Point labeling examples:
start
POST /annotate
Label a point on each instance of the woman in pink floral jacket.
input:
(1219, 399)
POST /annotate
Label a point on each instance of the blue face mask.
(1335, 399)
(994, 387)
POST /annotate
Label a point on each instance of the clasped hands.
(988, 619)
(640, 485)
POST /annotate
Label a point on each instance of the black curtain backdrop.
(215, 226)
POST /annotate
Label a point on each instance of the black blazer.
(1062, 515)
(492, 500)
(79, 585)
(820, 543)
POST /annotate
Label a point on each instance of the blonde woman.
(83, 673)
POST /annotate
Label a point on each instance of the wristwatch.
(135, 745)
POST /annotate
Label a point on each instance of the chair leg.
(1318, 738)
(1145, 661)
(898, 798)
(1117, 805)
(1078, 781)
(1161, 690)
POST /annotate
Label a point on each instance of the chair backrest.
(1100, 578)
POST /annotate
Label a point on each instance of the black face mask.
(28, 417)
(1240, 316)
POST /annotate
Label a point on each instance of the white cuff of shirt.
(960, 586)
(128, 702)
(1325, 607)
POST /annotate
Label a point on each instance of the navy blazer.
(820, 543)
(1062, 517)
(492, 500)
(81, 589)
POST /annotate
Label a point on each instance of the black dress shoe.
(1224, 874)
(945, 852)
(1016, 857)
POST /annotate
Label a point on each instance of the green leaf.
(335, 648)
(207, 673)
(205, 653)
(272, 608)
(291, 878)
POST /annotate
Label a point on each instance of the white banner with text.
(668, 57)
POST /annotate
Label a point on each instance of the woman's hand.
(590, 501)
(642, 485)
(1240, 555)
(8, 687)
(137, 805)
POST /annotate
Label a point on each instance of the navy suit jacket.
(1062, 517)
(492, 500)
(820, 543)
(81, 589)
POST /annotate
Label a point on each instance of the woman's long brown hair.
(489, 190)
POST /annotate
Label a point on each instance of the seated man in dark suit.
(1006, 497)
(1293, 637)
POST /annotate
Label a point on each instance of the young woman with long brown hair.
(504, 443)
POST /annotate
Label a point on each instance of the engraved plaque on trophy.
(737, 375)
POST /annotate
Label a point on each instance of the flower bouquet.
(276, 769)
end
WHAT NEEDS TO BE DONE
Exactly as they are written, print the entries again.

RESPONSE TO THIS TASK
POST /annotate
Label a point on each instance of the woman in pink floral jacket.
input:
(1219, 399)
POST /annotate
Label a point on each instance of the blue face mask.
(1335, 399)
(994, 387)
POST /annotate
Label a point on each instance of the clasped hands.
(988, 619)
(640, 485)
POST /annotate
Label a point on each instance of the black curtain backdrop.
(215, 226)
POST /annotate
Label a point on each instance of the black blazer.
(1062, 515)
(492, 500)
(79, 585)
(820, 543)
POST /annotate
Label a point on each instance of the blonde woman.
(83, 673)
POST /annotate
Label a point on each instance of the wristwatch.
(135, 745)
POST /annotate
Label a point on each instance of the chair leg.
(1318, 738)
(1145, 661)
(898, 798)
(1117, 805)
(1078, 781)
(1161, 690)
POST /annotate
Label a point on each instance of the chair backrest.
(1100, 578)
POST /annotate
Label a point on each instance of the black face mask.
(28, 417)
(1240, 316)
POST /annotate
Label a point on each instance of the white cuff of shirt.
(960, 586)
(128, 702)
(1325, 607)
POST /annotate
Label a point on each instance of the navy blazer.
(820, 543)
(1062, 517)
(492, 500)
(81, 589)
POST /annotate
Label a point on each instance of the black dress shoe.
(1224, 874)
(945, 852)
(1016, 857)
POST /annotate
Label a point on each instance of the green leaf.
(335, 648)
(207, 673)
(205, 653)
(272, 608)
(291, 878)
POST /annotate
Label a point on each instance of the white banner with text.
(668, 57)
POST /annotate
Label a point on each instance of the woman's hand.
(590, 501)
(642, 485)
(1240, 555)
(8, 687)
(137, 805)
POST /annotate
Label a point on each instance of the navy suit jacket.
(1062, 517)
(492, 500)
(820, 543)
(81, 589)
POST /annotate
Label a point on each instance of the woman's long brown hair.
(489, 190)
POST /annotate
Label a point on each instance of the seated man in dark suit.
(1006, 497)
(1293, 637)
POST /annotate
Label a point on each instance of the young woman with long brown hair.
(504, 443)
POST /annotate
Label a point on each instance of the engraved plaque on trophy.
(737, 375)
POST /annotate
Label a point on each instance of the flower bouquet.
(276, 769)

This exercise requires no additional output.